== Source extract

The Villajoyosa Chocolate Factory Information Costa Blanca
Villajoyosa Chocolate Factory Information from Villajoyosa Chocolates Valor, a big Spanish chocolate brand that churns out generic chocolate
Villayoooo-what? Its pronounced ‘Veeya-hoyo-sa’, a beautiful seaside town on the Costa Blanca in Alicante whose claim to fame is CHOCOLATES.
It was here that cacao first landed on Spanish shores from the Americas and it once boasted many chocolate factories, of which, only Chocolates Perez and another outfit remain.
Oh, this place is also home to Chocolates Valor, a big Spanish chocolate brand that churns out generic chocolate.
A quest for experiencing the bean to bar journey of chocolates leads to here, to Chocolates Perez, where Paco Torreblanca still use old school machinery to make chocolates.
Having never seen old chocolate machines at work before, this was a welcome break from Pasteleria Totel and a perfect way to spend a day by the coast.
Founded sometime in the late 1881 by Gaspar Perez, they were one of the many chocolate making families in Villajoyosa and by some stroke of luck, they have survived whilst their colleagues slowly died off one by one.
They still do a fare share of chocolates there and the best thing is, they do it the old fashioned way. Do not be fooled…these guys are bean to bar, sourcing their bean mostly from Africa.
They conduct factory tours, and have a small museum of their old equipment and a nice little room where they will try to encourage you to part with your Euros.

====
== Data entries

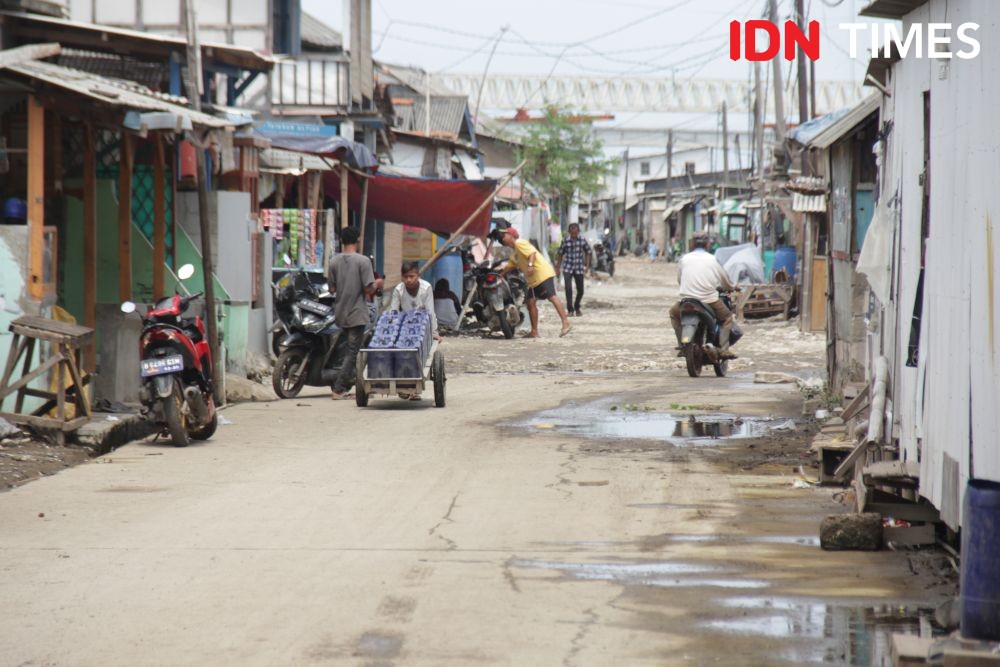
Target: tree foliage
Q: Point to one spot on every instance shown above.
(564, 158)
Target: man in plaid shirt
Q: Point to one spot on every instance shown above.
(574, 261)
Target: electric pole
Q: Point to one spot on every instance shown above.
(194, 86)
(779, 92)
(725, 150)
(800, 18)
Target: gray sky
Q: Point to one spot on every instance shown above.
(680, 38)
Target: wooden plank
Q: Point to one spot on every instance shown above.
(857, 404)
(910, 650)
(852, 458)
(159, 218)
(36, 198)
(29, 352)
(17, 346)
(909, 535)
(22, 54)
(904, 510)
(25, 379)
(125, 218)
(45, 422)
(82, 404)
(89, 241)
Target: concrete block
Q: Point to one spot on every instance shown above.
(857, 532)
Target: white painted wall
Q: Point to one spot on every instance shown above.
(948, 405)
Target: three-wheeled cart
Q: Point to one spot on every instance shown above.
(433, 372)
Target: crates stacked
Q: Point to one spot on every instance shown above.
(414, 333)
(383, 343)
(400, 345)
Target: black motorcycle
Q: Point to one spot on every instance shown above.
(700, 336)
(314, 347)
(498, 300)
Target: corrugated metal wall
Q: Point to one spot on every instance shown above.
(946, 406)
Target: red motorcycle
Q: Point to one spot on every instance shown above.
(176, 368)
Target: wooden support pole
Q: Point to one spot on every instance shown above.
(364, 212)
(89, 242)
(159, 218)
(36, 198)
(125, 218)
(343, 197)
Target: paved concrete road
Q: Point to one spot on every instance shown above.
(313, 532)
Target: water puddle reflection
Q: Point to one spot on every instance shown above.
(824, 632)
(606, 420)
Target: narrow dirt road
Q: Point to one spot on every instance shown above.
(579, 501)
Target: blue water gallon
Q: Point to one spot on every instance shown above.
(980, 574)
(450, 268)
(784, 258)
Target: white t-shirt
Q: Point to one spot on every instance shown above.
(402, 300)
(700, 276)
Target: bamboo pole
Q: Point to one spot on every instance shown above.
(445, 246)
(89, 242)
(364, 212)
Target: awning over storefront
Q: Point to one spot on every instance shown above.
(316, 140)
(438, 205)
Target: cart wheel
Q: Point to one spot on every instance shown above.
(437, 374)
(360, 395)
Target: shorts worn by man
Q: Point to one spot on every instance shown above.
(701, 276)
(539, 274)
(352, 279)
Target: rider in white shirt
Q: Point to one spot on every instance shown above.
(701, 277)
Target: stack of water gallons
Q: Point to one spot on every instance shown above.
(397, 336)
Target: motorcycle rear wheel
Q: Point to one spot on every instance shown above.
(282, 380)
(173, 415)
(692, 355)
(505, 327)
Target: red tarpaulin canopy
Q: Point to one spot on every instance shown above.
(438, 205)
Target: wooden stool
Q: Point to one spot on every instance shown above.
(67, 341)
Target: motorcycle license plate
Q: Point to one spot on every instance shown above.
(314, 307)
(161, 365)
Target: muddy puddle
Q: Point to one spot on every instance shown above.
(624, 421)
(791, 630)
(823, 632)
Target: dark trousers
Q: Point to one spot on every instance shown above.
(346, 376)
(577, 278)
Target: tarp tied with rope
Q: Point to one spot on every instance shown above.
(441, 206)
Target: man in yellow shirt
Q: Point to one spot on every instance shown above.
(539, 274)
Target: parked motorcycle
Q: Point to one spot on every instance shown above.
(604, 259)
(176, 368)
(314, 348)
(700, 336)
(498, 300)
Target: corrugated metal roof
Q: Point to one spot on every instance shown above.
(278, 160)
(847, 123)
(113, 92)
(447, 115)
(891, 9)
(91, 35)
(317, 35)
(802, 203)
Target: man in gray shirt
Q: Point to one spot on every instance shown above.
(354, 282)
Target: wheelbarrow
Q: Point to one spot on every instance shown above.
(374, 379)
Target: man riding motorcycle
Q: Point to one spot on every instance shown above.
(701, 277)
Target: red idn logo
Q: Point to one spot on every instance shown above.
(793, 37)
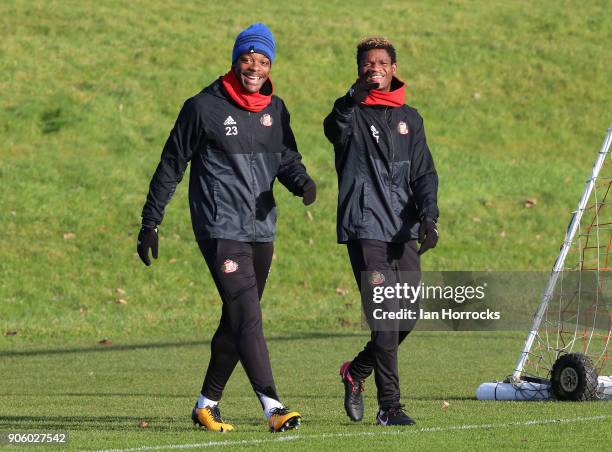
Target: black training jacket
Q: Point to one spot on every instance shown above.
(387, 181)
(235, 157)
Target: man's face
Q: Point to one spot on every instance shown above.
(376, 66)
(252, 69)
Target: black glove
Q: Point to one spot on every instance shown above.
(428, 234)
(360, 90)
(307, 189)
(147, 239)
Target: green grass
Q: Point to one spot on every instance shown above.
(515, 97)
(100, 394)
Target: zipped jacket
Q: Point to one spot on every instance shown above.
(387, 181)
(235, 155)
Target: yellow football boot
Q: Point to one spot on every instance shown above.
(210, 418)
(282, 419)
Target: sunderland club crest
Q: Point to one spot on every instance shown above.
(376, 278)
(266, 120)
(229, 266)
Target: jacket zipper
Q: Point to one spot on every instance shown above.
(391, 163)
(251, 161)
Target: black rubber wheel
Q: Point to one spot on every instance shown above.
(574, 377)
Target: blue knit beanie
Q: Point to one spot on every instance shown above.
(256, 38)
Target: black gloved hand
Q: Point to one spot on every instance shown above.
(147, 239)
(428, 234)
(360, 90)
(308, 189)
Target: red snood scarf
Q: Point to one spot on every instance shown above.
(394, 98)
(249, 101)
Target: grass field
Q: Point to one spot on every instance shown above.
(516, 100)
(101, 394)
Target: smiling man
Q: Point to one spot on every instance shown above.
(387, 202)
(237, 135)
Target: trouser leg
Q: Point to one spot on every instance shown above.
(380, 353)
(239, 270)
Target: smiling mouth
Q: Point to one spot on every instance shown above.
(252, 78)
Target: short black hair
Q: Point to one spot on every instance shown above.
(375, 42)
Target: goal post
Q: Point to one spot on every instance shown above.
(576, 374)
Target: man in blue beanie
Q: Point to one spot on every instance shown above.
(237, 135)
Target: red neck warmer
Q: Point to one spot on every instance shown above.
(394, 98)
(249, 101)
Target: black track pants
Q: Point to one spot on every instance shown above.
(380, 353)
(240, 270)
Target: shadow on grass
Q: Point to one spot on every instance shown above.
(102, 348)
(87, 423)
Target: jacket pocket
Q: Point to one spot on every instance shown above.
(215, 203)
(364, 204)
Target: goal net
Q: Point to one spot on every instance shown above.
(575, 313)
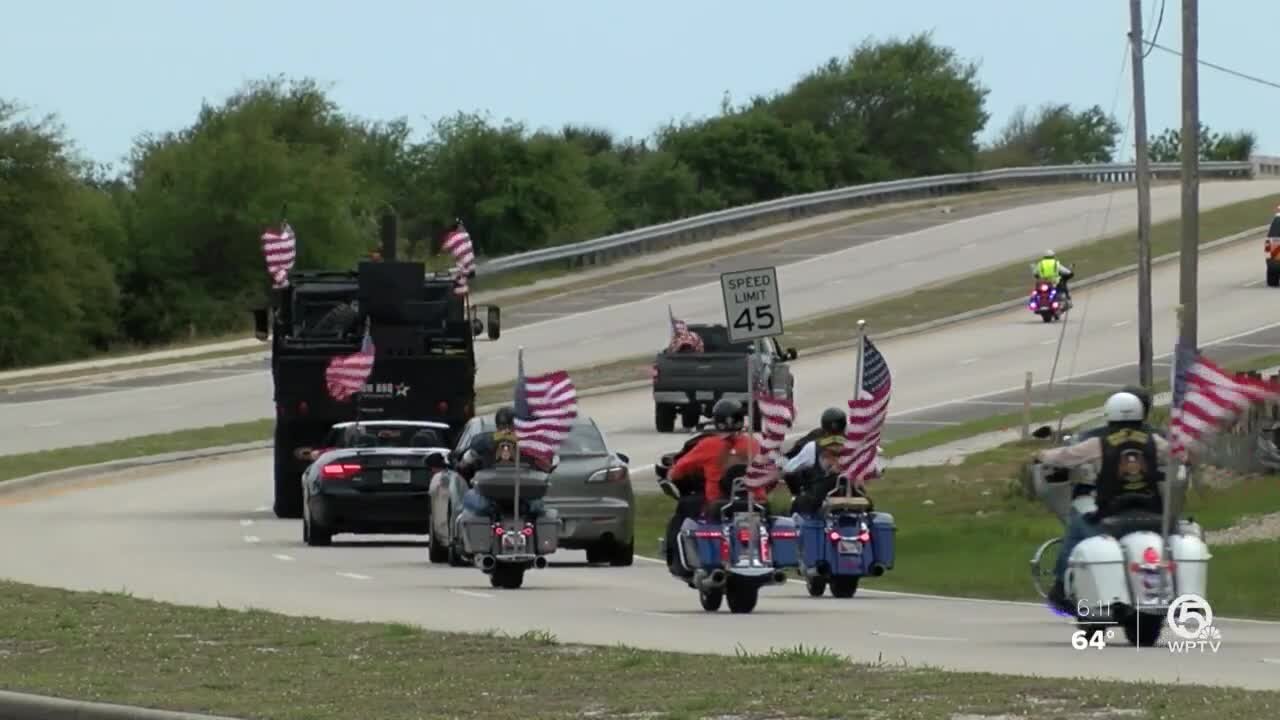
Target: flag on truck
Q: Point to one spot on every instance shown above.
(867, 414)
(280, 250)
(777, 415)
(1208, 399)
(545, 408)
(347, 374)
(681, 337)
(458, 244)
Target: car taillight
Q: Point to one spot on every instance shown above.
(339, 470)
(608, 475)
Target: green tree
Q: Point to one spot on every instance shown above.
(1168, 146)
(1054, 136)
(60, 297)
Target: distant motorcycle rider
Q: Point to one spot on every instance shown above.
(1052, 272)
(709, 458)
(490, 449)
(1130, 459)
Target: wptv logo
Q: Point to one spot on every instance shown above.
(1191, 619)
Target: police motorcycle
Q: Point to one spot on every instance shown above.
(513, 532)
(1132, 572)
(842, 542)
(737, 548)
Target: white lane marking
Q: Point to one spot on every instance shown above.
(906, 637)
(653, 613)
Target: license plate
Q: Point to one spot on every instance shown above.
(850, 547)
(396, 477)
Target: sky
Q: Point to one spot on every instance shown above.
(113, 71)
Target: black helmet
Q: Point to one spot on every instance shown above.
(833, 422)
(728, 414)
(1143, 396)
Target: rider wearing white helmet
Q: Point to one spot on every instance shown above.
(1129, 460)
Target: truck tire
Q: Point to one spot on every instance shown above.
(664, 418)
(288, 488)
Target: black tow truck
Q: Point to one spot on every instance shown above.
(424, 367)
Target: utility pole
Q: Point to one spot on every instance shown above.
(1187, 291)
(1142, 177)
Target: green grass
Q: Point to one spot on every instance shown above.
(109, 647)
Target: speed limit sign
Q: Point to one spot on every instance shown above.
(753, 308)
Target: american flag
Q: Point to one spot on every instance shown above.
(348, 373)
(777, 415)
(545, 409)
(1208, 399)
(681, 336)
(867, 414)
(458, 244)
(280, 249)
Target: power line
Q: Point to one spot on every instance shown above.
(1155, 36)
(1220, 68)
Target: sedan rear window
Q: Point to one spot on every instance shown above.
(583, 440)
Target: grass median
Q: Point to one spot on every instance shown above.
(109, 647)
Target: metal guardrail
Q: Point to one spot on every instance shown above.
(739, 219)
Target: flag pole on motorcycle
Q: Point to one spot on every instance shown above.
(858, 386)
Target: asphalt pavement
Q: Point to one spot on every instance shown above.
(64, 417)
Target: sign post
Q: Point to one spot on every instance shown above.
(753, 310)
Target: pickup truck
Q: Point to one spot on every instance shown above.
(689, 383)
(1272, 249)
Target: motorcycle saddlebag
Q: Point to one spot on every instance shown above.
(547, 531)
(499, 484)
(702, 543)
(882, 538)
(785, 542)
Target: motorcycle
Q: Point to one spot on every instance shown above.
(1130, 573)
(734, 554)
(845, 541)
(1045, 301)
(504, 543)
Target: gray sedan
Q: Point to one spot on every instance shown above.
(590, 488)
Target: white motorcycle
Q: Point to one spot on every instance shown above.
(1132, 572)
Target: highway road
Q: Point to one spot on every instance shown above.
(620, 324)
(202, 533)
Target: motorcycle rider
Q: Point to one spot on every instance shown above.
(1130, 460)
(832, 423)
(489, 449)
(1052, 272)
(709, 458)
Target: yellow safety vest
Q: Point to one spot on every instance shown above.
(1048, 268)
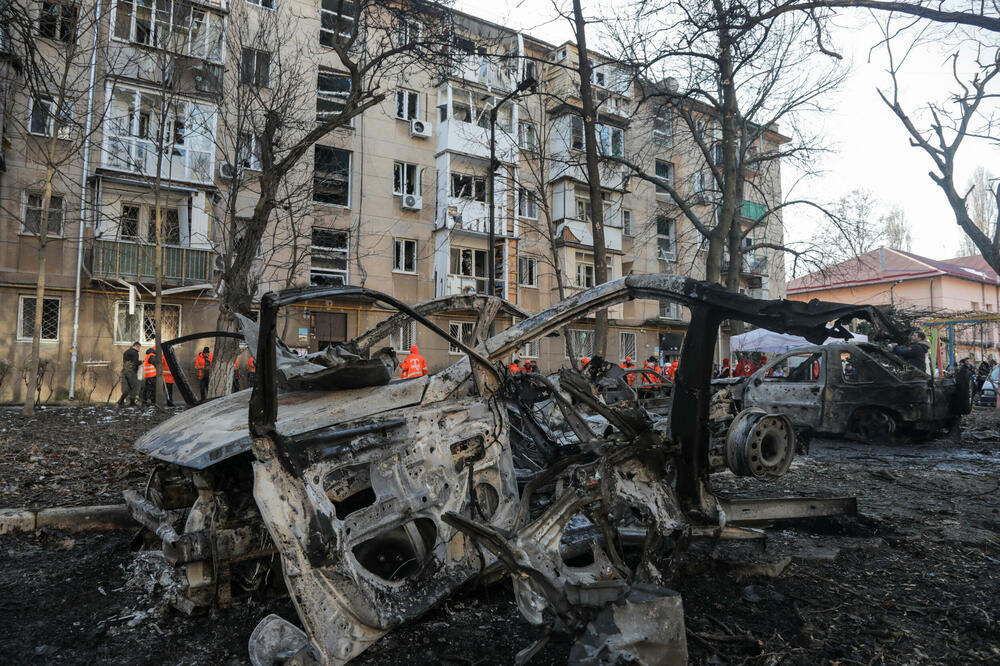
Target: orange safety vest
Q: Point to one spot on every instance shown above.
(413, 365)
(148, 369)
(201, 365)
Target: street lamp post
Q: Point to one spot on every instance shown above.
(491, 253)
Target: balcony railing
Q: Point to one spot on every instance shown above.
(128, 260)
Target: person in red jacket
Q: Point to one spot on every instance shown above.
(413, 365)
(168, 382)
(148, 395)
(649, 379)
(203, 364)
(627, 365)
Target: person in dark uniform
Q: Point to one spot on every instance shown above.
(130, 382)
(914, 353)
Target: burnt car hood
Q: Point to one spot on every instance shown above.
(216, 430)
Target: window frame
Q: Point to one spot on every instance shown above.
(346, 251)
(670, 178)
(60, 21)
(525, 130)
(140, 310)
(332, 97)
(671, 255)
(211, 21)
(252, 77)
(404, 179)
(20, 337)
(527, 203)
(532, 264)
(468, 340)
(23, 229)
(350, 164)
(403, 348)
(622, 353)
(407, 95)
(345, 17)
(397, 254)
(627, 228)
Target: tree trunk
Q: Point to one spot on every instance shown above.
(593, 177)
(43, 238)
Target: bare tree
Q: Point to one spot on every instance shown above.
(54, 46)
(896, 229)
(982, 206)
(733, 100)
(968, 115)
(374, 43)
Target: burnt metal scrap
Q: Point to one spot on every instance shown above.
(586, 496)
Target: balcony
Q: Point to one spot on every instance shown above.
(133, 262)
(463, 284)
(470, 139)
(479, 69)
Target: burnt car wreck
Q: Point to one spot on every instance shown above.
(859, 390)
(381, 497)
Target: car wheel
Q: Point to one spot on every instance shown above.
(872, 424)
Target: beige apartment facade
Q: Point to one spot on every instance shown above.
(397, 202)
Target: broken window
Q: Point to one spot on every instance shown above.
(336, 21)
(332, 90)
(332, 176)
(404, 337)
(463, 331)
(141, 324)
(50, 319)
(329, 252)
(582, 342)
(804, 367)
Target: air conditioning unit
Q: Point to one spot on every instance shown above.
(420, 129)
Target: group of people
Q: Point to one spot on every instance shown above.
(146, 393)
(746, 365)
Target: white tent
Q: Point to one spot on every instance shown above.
(769, 342)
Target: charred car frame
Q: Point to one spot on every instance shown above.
(383, 496)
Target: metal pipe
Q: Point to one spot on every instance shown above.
(83, 196)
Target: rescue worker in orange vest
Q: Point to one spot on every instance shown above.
(148, 395)
(203, 364)
(168, 382)
(627, 365)
(413, 365)
(649, 379)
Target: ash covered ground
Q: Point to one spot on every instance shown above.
(914, 579)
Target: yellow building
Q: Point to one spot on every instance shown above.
(396, 202)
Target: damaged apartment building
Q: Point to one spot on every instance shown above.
(398, 201)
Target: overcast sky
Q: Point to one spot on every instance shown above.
(871, 147)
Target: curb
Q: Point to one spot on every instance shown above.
(70, 518)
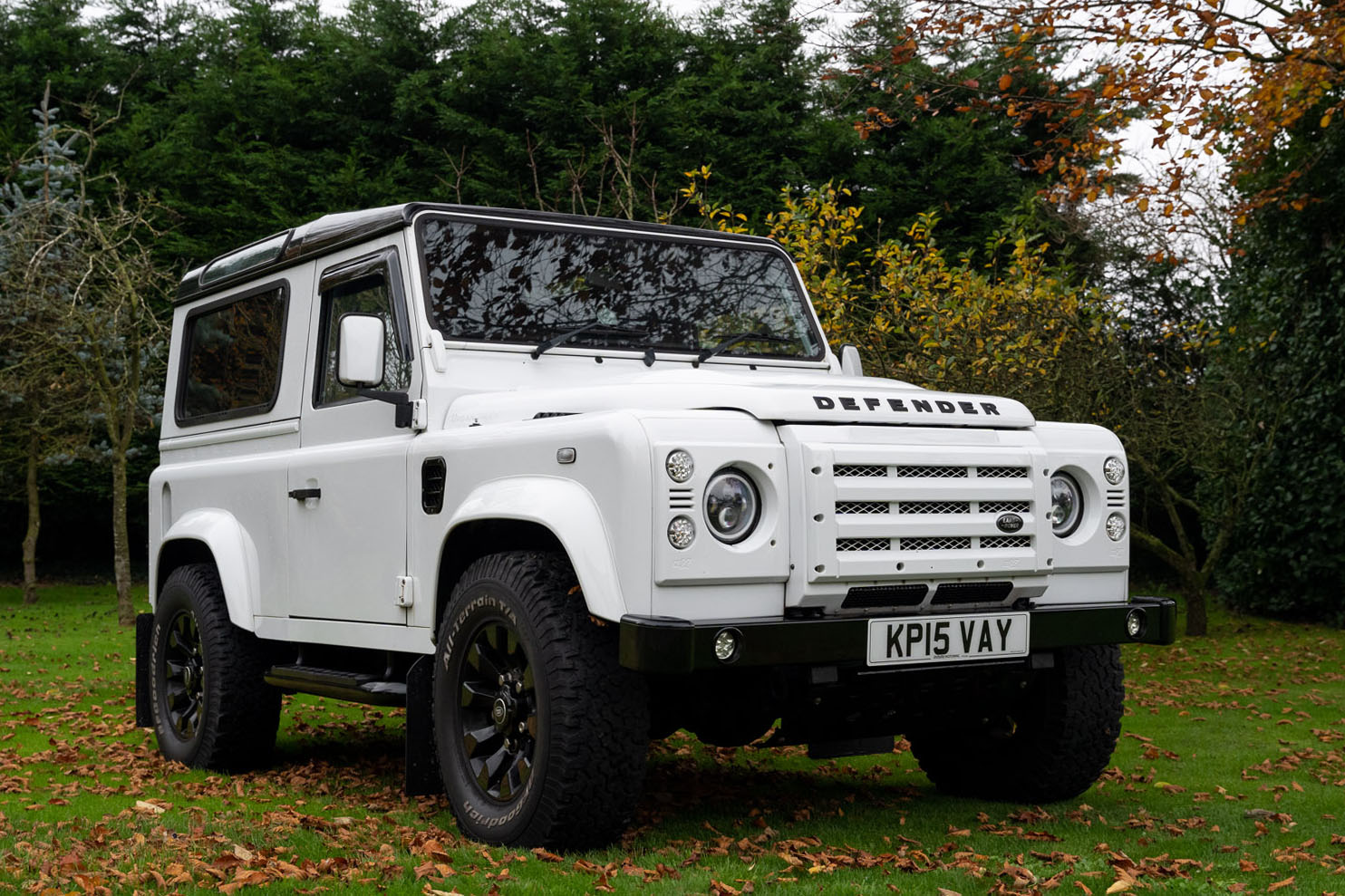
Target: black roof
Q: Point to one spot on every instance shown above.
(347, 227)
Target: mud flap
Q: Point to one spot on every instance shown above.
(422, 776)
(144, 631)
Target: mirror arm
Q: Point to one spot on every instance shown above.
(400, 400)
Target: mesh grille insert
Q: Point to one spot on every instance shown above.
(884, 596)
(992, 543)
(933, 472)
(862, 544)
(1005, 506)
(1001, 472)
(934, 507)
(858, 470)
(852, 507)
(935, 544)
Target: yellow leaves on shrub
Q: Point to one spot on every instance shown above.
(1008, 327)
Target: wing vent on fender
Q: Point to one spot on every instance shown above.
(433, 477)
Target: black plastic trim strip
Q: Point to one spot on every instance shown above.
(677, 646)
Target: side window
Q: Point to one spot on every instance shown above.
(367, 287)
(231, 357)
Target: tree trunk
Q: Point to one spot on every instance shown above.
(1194, 595)
(120, 540)
(30, 538)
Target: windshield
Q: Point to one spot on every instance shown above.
(525, 284)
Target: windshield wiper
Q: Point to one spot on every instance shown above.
(735, 339)
(592, 326)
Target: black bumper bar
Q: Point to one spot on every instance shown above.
(674, 646)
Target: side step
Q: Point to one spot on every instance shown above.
(361, 688)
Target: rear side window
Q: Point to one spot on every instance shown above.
(231, 357)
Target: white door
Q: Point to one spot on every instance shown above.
(347, 483)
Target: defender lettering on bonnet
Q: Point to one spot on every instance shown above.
(899, 405)
(599, 512)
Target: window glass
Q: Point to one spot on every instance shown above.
(364, 294)
(231, 362)
(517, 283)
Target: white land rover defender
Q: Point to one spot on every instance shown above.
(563, 485)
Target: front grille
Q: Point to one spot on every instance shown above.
(869, 598)
(994, 543)
(1005, 506)
(885, 506)
(862, 544)
(934, 507)
(855, 507)
(858, 470)
(1001, 472)
(972, 593)
(947, 543)
(933, 472)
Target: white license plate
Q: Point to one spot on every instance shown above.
(936, 640)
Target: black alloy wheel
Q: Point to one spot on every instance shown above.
(211, 705)
(539, 731)
(185, 676)
(498, 716)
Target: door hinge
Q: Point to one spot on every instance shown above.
(405, 591)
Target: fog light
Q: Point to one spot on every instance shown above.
(681, 533)
(1136, 623)
(680, 466)
(1115, 526)
(727, 645)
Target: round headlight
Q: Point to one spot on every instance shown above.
(681, 533)
(680, 466)
(1067, 505)
(732, 506)
(1115, 526)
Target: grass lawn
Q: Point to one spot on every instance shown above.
(1230, 776)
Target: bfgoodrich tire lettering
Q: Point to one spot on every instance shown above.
(541, 734)
(210, 704)
(1050, 744)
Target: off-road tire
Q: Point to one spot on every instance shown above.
(1052, 743)
(572, 734)
(211, 708)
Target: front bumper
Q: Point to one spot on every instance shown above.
(677, 646)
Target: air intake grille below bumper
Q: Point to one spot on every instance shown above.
(972, 593)
(875, 596)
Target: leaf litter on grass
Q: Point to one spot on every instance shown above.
(1228, 778)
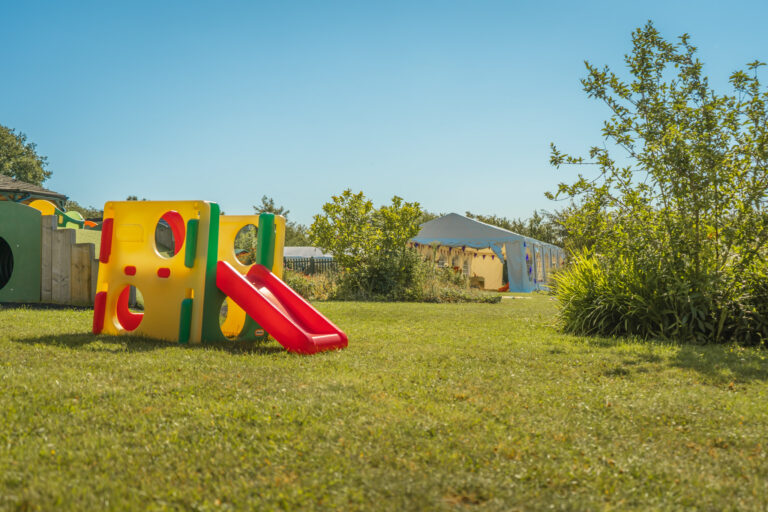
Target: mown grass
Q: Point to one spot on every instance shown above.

====

### Directive
Continue the piece about the Villajoyosa chocolate factory, starting after its last sentence. The entries are separate material, unrelated to the Villajoyosa chocolate text.

### Result of this task
In this technological age, it was an eye opening experience to see how things were done ‘back then.’
Mondays to Fridays:
Tour in Spanish:
Morning: 10:00 – 12:00 – 13:00
Afternoon: 17:00 – 18:00 – 19:00
Tour in English:11:00 & 16:00.
Saturdays: Tour in Spanish:
Morning: 10:00 – 12:00 – 13:00
Tour in English:11:00
Sunday and public holidays:CLOSED.
Timetable for groups:
Schedules for groups are available on email@example.com
or on the phone (M-F from 10:00 to 18:00).
This section is in their showroom, where they try to educate customers about the history of chocolate and how it is made.
The array of chocolate antiquities in here was staggering.
This granite stone is called a ‘Metate’, which was used over a small fire to heat it up and whereupon cocoa beans would be crushed into a paste with a large stick.
Look closely at La Maison du Chocolat’s logo and you will see the side view of the metate.
This is an old school winnowing machine.
Winnowing basically means to ‘shell’ the cocoa bean, and I feel for the guy who has to winnow hundreds of kilos of beans with this device!
Really cool chocolate pots with molinillo’s, or whisks, that were incidentally invented by Spanish colonists in Mexico.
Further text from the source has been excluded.